--- Passage for review Enclosed Below ---

DUBAI, United Arab Emirates -- Dubai's Expo 2020 should be postponed to next year over the new coronavirus pandemic, local organizers recommended Monday, pushing back a world's fair that the sheikhdom has bet billions of dollars on to rejuvenate its troubled economy.
The ultimate decision over the event will be made by Paris-based Bureau International des Expositions, which had awarded the fair to this skyscraper-studded city in 2014. That helped boost Dubai's crucial real-estate market and had officials hoping for more tourists in this city-state that is home to the world's busiest airport for international travel.
Now, the pandemic has grounded flights by Dubai's long-haul carrier Emirates, jeopardized global tourism and caused further panic in a real-estate market already down by a third since the 2014 announcement.
Reem al-Hashimy, the director-general of Expo 2020, said in a statement that participants had been “significantly impacted” by the virus and the COVID-19 illness it causes.
“The UAE and Expo 2020 Dubai have listened,” al-Hashimy said in the statement. “In the spirit of solidarity and unity, we supported the proposal to explore a one-year postponement.”
The statement also quoted Dimitri S. Kerkentzes, the secretary-general of the Bureau International des Expositions, as saying the recommendation was “welcome” under the circumstances.
Expo 2020 and the bureau did not immediately respond to a request for comment from The Associated Press.
Confirmed cases worldwide now number 725,000, with 34,000 death. Already, the Tokyo Olympics and other major world events have been postponed over the virus. While two-thirds of the bureau's members must approve a delay, it likely will be granted.
The project has been huge in Dubai. Already, construction costs around the event are estimated at $7 billion.
The cost of the event had raised concerns given the economic outlook. Dubai will need to incorporate the new city they've built for Expo 2020 into its sprawling real estate market after the six-month event ends. Even before the pandemic, that market shows signs of trouble.

--- End of Enclosed Passage for review ---

* [Check your understanding]
#1 Reproduce the section of the Expo 2020 article that opens with the words "The statement also" and closes with "will be granted.".
#2 Name every city mentioned in the Expo 2020 article.
#3 Carry on the Expo 2020 article from its last sentence.
The data that comes after this article is separate material.

--- Record set Enclosed Below ---

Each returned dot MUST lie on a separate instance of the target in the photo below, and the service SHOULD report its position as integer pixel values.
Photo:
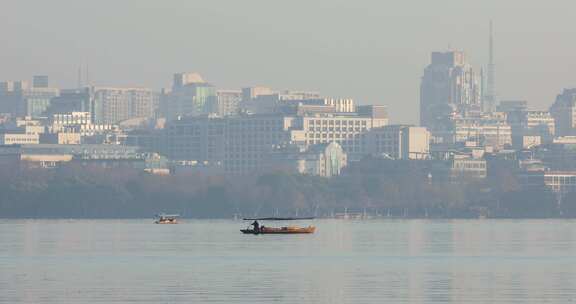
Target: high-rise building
(449, 85)
(398, 142)
(19, 99)
(190, 96)
(489, 98)
(241, 142)
(113, 105)
(564, 112)
(228, 102)
(40, 81)
(71, 100)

--- End of Enclosed Record set ---

* [Responses in order]
#1
The statement also quoted Dimitri S. Kerkentzes, the secretary-general of the Bureau International des Expositions, as saying the recommendation was “welcome” under the circumstances.
Expo 2020 and the bureau did not immediately respond to a request for comment from The Associated Press.
Confirmed cases worldwide now number 725,000, with 34,000 death. Already, the Tokyo Olympics and other major world events have been postponed over the virus. While two-thirds of the bureau's members must approve a delay, it likely will be granted.

#2 Dubai, Paris, Tokyo

#3
Real estate speculation and the Great Recession helped drag down Dubai’s economy in 2009. A sharp drop in oil prices in 2014 also hurt its economy, as has tension between the U.S. and Iran and the war in Yemen.
Dubai’s real estate market, which has been a major economic driver since it allowed foreigners to own property beginning in 2002, has seen its value drop by a third since its 2014 peak. Apartments, villas and office space stand empty, and more properties are due to come onto the market in the coming years, sparking enough alarm for Dubai’s government to set up a commission to come up with ways of heading off the problem.
On Sunday, Dubai's largest, fully private real-estate developer DAMAC Properties announced its first yearly loss since becoming a publicly traded company. Late Saturday, global ratings agency S&P announced it lowered its rating for DAMAC from B+ to B over concerns about the economic fallout from the outbreak. It also lowered its ratings for the Dubai real estate juggernaut Emaar Properties, of which the sheikhdom’s sovereign wealth fund owns about a third.
The ratings agency said it expected the fall in residential prices in Dubai will be steeper than previously forecast, with “adverse trends” stretching into 2021.